*STATED TASK*
Reproduce the records below from the line containing "Detect each pink" through the line containing "[296, 217, 361, 302]", inclusive, substituting "red t-shirt" for "pink t-shirt" and leaving everything else unchanged.

* Start THE DATA *

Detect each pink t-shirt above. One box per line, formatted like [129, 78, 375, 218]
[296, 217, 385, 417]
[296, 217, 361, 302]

* End THE DATA *
* Start THE DATA *

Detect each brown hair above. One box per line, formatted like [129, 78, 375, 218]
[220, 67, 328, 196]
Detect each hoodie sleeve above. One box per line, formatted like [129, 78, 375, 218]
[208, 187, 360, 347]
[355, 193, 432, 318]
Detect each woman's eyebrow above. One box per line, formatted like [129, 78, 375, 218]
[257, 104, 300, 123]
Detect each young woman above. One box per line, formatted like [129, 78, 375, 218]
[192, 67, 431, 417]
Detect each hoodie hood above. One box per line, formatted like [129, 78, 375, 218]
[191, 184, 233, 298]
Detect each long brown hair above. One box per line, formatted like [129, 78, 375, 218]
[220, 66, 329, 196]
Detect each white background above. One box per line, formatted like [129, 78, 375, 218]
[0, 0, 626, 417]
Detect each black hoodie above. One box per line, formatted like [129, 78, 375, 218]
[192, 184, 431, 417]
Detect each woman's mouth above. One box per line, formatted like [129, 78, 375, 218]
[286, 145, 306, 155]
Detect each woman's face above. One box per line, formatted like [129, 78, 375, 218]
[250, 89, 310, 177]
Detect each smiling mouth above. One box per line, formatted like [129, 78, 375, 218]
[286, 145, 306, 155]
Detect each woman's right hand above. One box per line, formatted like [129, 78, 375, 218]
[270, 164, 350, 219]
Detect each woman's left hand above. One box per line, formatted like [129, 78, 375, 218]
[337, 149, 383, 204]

* End THE DATA *

*ANSWER FOR THE TASK*
Detect each red t-shirt above. One box per line, formatted like [129, 78, 375, 218]
[296, 217, 385, 417]
[296, 217, 361, 302]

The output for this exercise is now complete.